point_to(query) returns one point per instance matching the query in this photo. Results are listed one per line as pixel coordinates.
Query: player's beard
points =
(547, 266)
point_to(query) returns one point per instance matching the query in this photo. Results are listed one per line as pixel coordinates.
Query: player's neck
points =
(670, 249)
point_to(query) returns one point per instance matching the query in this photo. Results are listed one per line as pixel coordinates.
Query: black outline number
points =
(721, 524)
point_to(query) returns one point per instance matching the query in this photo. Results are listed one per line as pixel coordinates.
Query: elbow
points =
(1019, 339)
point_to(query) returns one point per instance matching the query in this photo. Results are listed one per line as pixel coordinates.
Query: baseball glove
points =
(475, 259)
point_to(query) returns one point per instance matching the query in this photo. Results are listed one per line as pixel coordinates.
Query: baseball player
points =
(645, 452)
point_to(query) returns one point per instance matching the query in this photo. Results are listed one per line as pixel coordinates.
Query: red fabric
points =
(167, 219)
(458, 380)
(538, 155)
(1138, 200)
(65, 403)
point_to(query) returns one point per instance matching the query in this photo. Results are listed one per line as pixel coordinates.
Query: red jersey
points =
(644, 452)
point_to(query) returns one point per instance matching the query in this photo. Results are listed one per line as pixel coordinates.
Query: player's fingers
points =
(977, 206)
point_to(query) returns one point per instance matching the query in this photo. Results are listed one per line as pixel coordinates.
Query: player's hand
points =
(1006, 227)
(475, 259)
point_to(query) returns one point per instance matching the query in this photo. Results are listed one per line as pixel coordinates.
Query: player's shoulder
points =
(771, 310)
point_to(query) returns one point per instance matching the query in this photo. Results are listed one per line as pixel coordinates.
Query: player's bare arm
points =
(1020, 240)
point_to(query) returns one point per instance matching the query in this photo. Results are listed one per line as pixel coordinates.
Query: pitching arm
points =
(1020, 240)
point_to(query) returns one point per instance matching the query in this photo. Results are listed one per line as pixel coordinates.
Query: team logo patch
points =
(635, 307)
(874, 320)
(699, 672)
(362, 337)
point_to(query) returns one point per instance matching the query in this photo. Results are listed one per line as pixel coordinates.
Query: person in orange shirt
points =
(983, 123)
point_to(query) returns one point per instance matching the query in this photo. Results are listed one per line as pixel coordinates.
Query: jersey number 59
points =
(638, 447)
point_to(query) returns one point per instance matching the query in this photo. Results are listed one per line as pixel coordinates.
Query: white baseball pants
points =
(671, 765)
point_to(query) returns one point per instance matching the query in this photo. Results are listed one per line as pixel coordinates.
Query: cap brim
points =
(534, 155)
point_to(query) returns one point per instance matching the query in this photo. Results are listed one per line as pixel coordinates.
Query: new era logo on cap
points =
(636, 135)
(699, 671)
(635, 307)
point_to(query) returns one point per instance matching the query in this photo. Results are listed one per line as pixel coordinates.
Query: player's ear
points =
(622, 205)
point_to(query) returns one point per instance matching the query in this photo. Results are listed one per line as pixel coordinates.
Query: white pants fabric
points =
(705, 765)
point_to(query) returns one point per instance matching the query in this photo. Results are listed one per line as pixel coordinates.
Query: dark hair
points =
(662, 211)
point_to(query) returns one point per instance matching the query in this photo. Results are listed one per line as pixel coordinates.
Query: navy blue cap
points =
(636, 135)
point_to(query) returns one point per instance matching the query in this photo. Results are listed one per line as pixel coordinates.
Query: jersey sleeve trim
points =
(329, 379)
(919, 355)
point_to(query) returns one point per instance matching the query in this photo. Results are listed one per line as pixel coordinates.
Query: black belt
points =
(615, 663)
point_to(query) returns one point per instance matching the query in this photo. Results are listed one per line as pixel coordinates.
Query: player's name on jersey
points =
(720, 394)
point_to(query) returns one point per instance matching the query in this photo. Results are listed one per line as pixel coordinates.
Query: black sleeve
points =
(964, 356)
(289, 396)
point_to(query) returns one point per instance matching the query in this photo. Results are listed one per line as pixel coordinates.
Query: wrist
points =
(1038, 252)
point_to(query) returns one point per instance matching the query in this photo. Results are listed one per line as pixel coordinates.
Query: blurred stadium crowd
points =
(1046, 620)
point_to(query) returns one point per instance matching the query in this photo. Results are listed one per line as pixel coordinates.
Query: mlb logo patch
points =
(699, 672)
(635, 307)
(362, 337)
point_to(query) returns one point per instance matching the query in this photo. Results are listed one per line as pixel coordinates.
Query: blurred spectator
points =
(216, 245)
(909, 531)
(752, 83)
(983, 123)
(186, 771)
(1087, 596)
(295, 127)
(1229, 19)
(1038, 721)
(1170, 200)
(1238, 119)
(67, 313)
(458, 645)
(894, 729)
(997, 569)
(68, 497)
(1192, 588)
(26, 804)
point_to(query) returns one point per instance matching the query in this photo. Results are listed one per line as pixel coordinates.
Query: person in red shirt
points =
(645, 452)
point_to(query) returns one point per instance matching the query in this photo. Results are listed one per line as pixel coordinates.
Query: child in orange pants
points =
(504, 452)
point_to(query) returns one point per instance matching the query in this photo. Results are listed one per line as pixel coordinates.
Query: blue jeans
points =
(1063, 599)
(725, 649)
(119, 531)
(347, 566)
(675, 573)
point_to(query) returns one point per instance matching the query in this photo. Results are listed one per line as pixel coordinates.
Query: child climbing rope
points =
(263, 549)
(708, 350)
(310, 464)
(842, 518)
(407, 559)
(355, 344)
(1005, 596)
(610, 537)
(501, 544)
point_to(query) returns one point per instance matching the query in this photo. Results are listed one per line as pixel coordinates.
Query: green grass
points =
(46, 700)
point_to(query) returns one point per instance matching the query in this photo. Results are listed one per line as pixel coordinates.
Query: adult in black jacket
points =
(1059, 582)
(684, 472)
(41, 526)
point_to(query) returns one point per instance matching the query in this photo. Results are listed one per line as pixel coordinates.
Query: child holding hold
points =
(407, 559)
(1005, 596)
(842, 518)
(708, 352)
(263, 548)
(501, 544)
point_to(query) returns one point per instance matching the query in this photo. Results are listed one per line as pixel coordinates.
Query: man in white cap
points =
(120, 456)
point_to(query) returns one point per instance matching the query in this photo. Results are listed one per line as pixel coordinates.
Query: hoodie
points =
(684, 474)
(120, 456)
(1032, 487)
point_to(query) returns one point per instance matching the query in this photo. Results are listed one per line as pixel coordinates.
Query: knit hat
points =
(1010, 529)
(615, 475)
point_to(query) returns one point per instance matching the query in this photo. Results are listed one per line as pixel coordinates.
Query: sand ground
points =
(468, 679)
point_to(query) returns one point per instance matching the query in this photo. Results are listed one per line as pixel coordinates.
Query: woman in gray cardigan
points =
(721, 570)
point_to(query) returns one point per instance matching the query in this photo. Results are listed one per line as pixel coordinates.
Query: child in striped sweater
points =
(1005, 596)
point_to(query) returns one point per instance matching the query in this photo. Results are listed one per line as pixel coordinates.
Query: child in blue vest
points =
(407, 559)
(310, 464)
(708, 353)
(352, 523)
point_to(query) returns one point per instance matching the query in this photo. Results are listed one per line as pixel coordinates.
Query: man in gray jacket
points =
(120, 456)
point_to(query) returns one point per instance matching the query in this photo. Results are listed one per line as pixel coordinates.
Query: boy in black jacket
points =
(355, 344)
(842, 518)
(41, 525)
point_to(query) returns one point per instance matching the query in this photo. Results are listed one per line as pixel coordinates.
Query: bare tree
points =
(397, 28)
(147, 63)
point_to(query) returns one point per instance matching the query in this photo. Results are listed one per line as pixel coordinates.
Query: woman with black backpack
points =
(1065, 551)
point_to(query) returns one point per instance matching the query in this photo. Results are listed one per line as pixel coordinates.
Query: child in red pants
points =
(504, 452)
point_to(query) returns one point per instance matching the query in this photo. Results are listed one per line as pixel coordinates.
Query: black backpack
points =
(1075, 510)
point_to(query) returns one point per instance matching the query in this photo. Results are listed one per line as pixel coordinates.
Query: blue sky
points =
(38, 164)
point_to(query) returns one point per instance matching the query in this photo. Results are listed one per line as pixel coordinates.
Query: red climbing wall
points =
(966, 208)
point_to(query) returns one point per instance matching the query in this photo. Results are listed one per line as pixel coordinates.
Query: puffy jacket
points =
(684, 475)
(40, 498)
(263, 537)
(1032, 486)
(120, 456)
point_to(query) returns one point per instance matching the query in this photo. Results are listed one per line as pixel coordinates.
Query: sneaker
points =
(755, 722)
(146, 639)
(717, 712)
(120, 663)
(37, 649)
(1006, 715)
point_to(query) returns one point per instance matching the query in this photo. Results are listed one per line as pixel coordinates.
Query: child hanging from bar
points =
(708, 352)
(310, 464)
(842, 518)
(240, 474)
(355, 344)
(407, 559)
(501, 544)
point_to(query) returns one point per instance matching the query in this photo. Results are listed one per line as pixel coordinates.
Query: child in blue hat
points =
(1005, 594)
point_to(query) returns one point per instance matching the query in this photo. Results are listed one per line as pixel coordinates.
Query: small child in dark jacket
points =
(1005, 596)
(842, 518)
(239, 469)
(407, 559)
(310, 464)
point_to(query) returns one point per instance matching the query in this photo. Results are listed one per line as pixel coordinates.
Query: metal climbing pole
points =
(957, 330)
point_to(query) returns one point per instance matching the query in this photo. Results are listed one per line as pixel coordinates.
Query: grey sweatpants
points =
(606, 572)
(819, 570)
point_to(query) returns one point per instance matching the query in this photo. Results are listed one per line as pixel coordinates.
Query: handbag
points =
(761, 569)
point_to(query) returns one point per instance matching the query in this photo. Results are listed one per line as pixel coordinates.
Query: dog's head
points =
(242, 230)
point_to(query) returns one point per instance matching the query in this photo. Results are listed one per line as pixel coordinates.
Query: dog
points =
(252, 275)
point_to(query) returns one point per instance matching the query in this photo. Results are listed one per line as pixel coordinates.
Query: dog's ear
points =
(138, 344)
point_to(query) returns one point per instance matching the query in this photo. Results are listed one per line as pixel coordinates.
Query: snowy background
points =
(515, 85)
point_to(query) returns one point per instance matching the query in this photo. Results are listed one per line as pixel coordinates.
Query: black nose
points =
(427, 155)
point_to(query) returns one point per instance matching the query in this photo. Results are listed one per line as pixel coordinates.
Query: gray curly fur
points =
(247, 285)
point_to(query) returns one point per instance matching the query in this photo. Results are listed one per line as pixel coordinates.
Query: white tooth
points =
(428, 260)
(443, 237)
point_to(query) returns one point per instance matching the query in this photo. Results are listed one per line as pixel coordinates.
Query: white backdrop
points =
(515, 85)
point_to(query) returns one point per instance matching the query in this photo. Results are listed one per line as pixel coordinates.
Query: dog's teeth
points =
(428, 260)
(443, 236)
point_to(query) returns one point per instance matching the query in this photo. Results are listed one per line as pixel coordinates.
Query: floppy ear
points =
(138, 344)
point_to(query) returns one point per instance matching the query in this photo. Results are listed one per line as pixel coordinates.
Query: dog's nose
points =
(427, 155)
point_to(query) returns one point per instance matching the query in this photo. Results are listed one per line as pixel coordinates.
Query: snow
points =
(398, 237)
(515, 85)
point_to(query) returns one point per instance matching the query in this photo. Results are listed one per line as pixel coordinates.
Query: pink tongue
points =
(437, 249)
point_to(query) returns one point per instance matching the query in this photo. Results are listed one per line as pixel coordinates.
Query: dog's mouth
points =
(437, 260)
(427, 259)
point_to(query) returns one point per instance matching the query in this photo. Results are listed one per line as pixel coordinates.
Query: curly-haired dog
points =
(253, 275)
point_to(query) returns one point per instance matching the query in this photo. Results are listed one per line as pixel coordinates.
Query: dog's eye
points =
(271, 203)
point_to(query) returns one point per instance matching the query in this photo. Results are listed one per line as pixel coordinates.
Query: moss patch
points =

• Exercise goal:
Would you please return every line in the listing where "patch" shows up?

• Written answer:
Query: team logo patch
Query: mlb logo patch
Query: moss patch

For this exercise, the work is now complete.